Data supplied>

------------------------------

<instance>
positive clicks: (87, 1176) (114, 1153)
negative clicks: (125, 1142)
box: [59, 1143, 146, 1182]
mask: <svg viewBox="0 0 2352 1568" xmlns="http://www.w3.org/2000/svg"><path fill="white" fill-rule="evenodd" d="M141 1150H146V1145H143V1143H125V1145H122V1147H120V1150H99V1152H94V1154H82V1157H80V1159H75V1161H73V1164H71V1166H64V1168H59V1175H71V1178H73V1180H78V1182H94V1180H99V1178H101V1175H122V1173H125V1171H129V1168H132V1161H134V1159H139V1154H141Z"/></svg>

------------------------------

Task to carry out> The lines to return are those in the material above that hold "clicks".

Result>
positive clicks: (87, 1176) (114, 1153)
negative clicks: (125, 1142)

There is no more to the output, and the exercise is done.